### INFORMATION SHOWN ###
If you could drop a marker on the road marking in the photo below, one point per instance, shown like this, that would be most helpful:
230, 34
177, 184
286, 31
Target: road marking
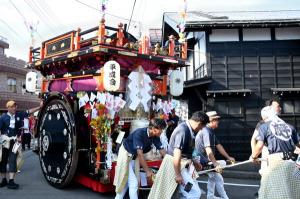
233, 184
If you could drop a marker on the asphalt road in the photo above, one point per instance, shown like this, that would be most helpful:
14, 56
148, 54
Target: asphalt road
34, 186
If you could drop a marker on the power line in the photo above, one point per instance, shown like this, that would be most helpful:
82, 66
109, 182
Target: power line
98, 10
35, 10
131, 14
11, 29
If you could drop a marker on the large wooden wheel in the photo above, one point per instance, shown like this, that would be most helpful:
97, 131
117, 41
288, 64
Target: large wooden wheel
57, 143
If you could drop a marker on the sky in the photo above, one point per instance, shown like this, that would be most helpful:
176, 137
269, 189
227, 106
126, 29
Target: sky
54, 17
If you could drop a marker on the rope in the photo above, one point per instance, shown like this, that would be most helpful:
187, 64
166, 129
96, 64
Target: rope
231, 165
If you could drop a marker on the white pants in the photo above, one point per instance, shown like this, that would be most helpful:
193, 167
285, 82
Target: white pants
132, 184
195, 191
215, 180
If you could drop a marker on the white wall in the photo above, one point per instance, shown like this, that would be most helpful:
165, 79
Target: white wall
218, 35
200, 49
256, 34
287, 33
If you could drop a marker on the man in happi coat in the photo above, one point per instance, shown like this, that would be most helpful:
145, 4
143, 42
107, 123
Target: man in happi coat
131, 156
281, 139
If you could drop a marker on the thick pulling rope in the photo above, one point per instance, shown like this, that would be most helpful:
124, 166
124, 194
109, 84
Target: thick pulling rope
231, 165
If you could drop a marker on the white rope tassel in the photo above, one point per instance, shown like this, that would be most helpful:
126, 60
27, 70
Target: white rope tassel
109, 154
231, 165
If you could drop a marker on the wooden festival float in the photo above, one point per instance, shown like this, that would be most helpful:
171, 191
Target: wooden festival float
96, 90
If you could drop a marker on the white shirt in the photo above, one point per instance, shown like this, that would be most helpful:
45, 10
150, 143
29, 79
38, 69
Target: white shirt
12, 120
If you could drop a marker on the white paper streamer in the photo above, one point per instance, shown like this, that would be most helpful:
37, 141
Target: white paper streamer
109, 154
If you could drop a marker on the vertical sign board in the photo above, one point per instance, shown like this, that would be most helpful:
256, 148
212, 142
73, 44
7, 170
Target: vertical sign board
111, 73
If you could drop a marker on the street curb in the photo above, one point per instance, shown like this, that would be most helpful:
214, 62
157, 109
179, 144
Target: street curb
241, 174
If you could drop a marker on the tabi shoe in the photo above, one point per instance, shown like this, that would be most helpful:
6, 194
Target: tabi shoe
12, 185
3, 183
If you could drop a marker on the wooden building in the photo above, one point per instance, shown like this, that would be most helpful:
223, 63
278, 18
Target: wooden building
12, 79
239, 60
###
### INFORMATION SHOWN ###
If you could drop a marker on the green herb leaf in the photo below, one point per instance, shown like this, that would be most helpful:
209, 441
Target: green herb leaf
###
### INFORMATION SHOWN ###
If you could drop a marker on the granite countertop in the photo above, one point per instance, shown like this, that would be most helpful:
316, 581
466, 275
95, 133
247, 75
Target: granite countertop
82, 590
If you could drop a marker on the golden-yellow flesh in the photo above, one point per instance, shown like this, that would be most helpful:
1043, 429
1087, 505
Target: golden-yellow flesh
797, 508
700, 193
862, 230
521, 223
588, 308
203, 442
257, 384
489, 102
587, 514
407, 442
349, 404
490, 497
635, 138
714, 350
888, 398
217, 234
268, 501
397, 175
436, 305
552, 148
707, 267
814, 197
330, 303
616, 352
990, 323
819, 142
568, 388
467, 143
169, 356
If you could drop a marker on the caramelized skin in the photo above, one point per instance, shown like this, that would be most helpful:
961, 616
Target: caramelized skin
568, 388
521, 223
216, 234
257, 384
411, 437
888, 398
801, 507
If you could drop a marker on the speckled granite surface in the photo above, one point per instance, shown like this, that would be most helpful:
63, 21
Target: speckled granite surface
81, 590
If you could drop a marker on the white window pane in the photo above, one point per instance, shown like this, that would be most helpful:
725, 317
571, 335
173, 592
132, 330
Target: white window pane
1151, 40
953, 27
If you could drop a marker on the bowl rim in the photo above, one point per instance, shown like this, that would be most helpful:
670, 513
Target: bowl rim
###
▶ **AIM OF THE EXERCISE**
Go through the material above and return each line that holds the word "green".

▶ **WORKED SOLUTION**
If you could drop a marker on the green herb leaf in the photo below, one point per instance, shown like this, that would be most helpful:
Target: green herb leaf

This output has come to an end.